__What is needed__
Which lines in the records below contain the word "green"? Return each of those lines in full.
==== Given entries ====
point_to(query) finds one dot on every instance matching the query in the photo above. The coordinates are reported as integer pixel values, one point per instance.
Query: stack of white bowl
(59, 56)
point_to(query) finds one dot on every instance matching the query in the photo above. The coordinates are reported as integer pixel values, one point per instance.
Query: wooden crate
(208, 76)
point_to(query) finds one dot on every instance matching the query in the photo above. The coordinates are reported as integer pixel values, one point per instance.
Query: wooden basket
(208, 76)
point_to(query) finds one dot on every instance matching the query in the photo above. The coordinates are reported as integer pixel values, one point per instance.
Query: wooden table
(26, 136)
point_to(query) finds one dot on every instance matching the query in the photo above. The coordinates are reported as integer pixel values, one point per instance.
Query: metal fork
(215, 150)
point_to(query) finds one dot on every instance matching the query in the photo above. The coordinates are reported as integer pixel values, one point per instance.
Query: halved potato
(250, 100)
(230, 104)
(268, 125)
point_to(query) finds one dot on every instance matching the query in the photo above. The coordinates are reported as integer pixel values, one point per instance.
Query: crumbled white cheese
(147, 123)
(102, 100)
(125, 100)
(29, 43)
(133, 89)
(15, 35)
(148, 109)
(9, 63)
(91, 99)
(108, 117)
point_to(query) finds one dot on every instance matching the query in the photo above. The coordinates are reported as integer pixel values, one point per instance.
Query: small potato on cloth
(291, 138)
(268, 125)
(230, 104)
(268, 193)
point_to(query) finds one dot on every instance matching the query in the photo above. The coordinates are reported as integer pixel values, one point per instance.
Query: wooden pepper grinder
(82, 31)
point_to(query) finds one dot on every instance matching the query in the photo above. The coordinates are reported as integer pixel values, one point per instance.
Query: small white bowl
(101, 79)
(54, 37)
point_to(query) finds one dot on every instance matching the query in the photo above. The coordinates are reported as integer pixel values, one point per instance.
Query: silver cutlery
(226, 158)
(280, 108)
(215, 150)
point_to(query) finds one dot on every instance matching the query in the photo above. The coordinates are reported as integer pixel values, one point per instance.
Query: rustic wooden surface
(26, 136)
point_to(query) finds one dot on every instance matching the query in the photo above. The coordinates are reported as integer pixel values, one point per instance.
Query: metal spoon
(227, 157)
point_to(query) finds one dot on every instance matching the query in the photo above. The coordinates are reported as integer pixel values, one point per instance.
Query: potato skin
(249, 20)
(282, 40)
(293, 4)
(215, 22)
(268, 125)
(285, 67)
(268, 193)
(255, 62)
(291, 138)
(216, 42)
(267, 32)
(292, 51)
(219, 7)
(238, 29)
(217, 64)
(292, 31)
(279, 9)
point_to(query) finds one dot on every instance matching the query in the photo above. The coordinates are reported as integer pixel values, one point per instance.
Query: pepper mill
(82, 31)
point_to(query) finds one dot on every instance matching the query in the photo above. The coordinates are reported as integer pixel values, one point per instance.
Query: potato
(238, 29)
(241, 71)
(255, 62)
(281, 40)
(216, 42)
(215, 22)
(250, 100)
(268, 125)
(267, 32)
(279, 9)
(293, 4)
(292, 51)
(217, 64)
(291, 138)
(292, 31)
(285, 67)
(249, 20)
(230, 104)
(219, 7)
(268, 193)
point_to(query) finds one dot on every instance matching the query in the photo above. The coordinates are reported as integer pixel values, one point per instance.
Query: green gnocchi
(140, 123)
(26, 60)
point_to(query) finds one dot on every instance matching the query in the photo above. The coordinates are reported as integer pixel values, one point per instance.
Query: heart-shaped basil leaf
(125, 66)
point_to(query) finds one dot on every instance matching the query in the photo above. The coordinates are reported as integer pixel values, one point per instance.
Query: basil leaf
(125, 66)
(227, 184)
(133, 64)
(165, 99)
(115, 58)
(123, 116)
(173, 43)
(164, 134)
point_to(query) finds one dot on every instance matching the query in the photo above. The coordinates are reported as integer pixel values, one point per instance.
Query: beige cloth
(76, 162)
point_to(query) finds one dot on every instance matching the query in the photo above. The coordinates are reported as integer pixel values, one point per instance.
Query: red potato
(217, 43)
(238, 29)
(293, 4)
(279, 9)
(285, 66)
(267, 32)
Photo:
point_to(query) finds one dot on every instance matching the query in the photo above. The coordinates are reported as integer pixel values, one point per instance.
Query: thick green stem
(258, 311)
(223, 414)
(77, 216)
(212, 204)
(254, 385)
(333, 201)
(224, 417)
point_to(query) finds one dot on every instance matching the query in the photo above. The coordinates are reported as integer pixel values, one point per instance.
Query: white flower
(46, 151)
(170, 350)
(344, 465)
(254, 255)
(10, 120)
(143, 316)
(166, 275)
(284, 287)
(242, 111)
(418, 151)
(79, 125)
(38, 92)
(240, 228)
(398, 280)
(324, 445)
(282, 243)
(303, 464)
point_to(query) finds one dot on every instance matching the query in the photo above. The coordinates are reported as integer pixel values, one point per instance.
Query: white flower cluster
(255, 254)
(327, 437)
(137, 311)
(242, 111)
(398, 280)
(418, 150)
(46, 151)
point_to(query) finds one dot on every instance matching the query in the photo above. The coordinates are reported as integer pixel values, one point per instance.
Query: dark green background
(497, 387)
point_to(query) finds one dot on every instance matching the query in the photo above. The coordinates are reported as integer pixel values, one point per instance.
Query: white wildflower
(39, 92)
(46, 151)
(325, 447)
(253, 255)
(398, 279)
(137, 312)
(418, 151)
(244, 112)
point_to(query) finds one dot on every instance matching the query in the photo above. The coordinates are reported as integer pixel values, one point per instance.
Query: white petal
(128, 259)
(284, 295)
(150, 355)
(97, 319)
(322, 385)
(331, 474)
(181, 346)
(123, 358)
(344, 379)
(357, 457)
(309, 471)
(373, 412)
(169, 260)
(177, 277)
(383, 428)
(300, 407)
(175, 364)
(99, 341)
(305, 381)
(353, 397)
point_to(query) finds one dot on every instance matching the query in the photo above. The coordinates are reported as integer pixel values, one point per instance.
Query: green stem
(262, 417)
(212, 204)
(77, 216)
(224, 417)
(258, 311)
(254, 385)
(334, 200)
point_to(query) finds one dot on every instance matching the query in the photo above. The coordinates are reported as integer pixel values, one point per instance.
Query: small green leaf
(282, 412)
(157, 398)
====
__Full output__
Query: green gnocchi
Query: thick green stem
Query: dark green background
Query: green stem
Query: small green leaf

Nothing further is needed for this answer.